_To do_
Write out every line of the material exactly as it appears.

===== Available data

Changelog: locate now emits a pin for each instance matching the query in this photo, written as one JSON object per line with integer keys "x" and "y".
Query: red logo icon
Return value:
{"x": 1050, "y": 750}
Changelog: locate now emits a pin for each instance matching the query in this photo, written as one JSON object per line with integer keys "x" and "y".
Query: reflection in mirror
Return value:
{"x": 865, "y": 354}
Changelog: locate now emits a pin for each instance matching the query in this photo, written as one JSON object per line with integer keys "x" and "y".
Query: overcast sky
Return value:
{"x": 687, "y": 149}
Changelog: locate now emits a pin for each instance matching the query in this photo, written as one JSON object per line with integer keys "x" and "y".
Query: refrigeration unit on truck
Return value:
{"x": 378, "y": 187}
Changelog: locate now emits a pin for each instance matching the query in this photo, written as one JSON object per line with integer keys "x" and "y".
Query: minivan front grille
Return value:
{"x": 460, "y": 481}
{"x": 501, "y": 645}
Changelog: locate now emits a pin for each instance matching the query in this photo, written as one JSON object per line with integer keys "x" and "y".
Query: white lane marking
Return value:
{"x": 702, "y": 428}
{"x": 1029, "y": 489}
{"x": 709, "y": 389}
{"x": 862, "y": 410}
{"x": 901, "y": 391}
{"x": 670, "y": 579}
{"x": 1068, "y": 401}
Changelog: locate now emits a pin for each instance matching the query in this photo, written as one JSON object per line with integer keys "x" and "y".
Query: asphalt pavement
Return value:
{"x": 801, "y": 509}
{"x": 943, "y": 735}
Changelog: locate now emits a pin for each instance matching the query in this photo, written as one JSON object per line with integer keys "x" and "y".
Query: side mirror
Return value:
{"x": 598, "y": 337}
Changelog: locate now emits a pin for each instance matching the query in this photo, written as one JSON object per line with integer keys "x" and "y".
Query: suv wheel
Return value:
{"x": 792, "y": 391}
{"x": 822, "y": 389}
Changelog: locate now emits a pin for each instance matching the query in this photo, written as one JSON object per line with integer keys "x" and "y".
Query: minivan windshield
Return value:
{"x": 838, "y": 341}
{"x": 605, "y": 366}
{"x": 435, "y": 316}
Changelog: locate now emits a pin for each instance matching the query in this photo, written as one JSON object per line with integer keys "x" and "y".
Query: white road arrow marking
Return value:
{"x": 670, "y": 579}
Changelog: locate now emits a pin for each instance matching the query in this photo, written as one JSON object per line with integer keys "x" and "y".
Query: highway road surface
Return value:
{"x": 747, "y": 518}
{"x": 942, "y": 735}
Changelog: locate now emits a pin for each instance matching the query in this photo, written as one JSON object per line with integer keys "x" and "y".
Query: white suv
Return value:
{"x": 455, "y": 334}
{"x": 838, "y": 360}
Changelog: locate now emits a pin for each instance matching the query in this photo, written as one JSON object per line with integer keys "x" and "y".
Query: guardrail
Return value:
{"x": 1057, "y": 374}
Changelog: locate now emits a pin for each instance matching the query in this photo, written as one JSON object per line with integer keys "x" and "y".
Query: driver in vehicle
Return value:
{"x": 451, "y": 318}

==========

_The output_
Changelog: locate now emits a pin for each instance matching the query in this photo, written as one JSON object per line with integer keys "x" and "y".
Query: red logo icon
Return value:
{"x": 1050, "y": 750}
Changelog: locate now emits a pin for each instance matching the query in this photo, written as one JSON object per line with integer keys "x" and "y".
Query: reflection in mirror
Return value:
{"x": 865, "y": 354}
Changelog: locate now emits a pin for each instance matching the query in this photo, written as one JSON object per line with integer keys "x" and "y".
Query: overcast sky
Return value:
{"x": 687, "y": 149}
Changelog: locate now emits a pin for each instance matching the query in this photo, written as one JSON object per line with integer keys "x" and "y".
Query: refrigeration unit on truck
Return value:
{"x": 378, "y": 187}
Changelog: locate now emits a pin for each instance matching the query in this photo, written as one JSON object per line with integer keys "x" and "y".
Query: minivan front grille
Return value:
{"x": 460, "y": 481}
{"x": 501, "y": 645}
Changelog: locate now emits a pin for each instance matching the query in this photo, written as one JSON object per line with integer keys "x" and "y".
Query: white lane marking
Return value:
{"x": 702, "y": 428}
{"x": 1029, "y": 489}
{"x": 709, "y": 389}
{"x": 862, "y": 410}
{"x": 901, "y": 391}
{"x": 670, "y": 579}
{"x": 1068, "y": 401}
Changelog: locate now emits a pin for each instance matching the query in this photo, written as one JSON object per line with integer keys "x" and "y".
Query: asphalt pavement
Return value:
{"x": 801, "y": 509}
{"x": 943, "y": 735}
Changelog: locate now emits a pin for each instance matching the query in this photo, written as one JSON object per line with integer keys "x" and "y".
Query: side mirror
Return value:
{"x": 598, "y": 337}
Changelog: locate now emits a pin for each instance matching the query in this photo, written as one JSON object per line with integer keys "x" and "y".
Query: suv wheel
Return value:
{"x": 792, "y": 391}
{"x": 822, "y": 389}
Changelog: locate now emits a pin for each instance matching the query in this photo, written as one JSON object per line with integer keys "x" and "y".
Query: minivan windshield
Return value:
{"x": 838, "y": 341}
{"x": 605, "y": 366}
{"x": 435, "y": 316}
Changelog: locate now emits a pin for each instance matching the query in this photo, written as one JSON object per line with integer keys "x" and "y".
Query: white road arrow marking
Return value:
{"x": 670, "y": 579}
Changelog: locate now emits a pin for each instance matching the query in this photo, written as one JSON object per line with integer keys "x" and "y".
Query: highway road surface
Return value:
{"x": 747, "y": 518}
{"x": 942, "y": 735}
Changelog: locate now emits a pin for each instance matching the query in this photo, written as one JSON object per line with integer keys "x" and "y".
Query: white suv
Return value:
{"x": 455, "y": 334}
{"x": 838, "y": 360}
Changelog: locate now emits a pin for each instance matching the query in this photo, written as one JSON object per line with integer keys "x" and "y".
Query: guardrail
Return value:
{"x": 1057, "y": 374}
Changelog: locate now emits a pin for each instance matching the query in this photo, written as one JSON object per line with integer keys "x" and "y".
Query: driver in vehicle
Return value:
{"x": 451, "y": 318}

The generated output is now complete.